WHAT TO DO: Reproduce every line of the entries below character for character, omitting the pictures.

DATASET ENTRIES:
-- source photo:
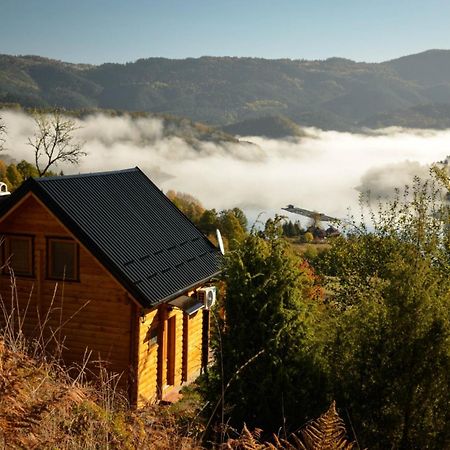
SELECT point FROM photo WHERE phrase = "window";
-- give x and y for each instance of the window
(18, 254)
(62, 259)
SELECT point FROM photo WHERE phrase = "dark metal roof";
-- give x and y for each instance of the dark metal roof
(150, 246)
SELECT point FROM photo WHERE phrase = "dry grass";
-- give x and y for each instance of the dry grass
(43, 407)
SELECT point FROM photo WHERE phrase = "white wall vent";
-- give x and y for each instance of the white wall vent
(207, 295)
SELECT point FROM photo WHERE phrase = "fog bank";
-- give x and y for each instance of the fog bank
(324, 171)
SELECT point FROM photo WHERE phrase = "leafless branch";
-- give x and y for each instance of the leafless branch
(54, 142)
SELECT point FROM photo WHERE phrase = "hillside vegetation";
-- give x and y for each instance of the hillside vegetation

RESPONSE TO THE TASK:
-- source photo:
SELECT point FROM photo WHERE phrase = "window";
-- give x and y for each instance of the window
(18, 254)
(62, 259)
SELECT point FROM photo WHERE phrase = "dark metal roof";
-- give x and y for each instance of the dark metal roof
(150, 246)
SELECT point FROM photo WHERE phrase = "dry grass";
-- give x and y for each instance of the dry grass
(43, 407)
SELECT point FROM photo WHERE phrase = "white wall vent";
-- give x and y for each instance of the white wall vent
(207, 295)
SELECT point FROM photo WHERE phrase = "fog bank";
-- give x and y for each instance of the fog bank
(324, 171)
SELECT point FROM photo WHERE phrase = "leafless branch";
-- give x and y for each instance of the leafless branch
(54, 142)
SELECT point FROM photo WHERE phrase = "hillside vegetation";
-- give x and y for each instance of the hillside vegetation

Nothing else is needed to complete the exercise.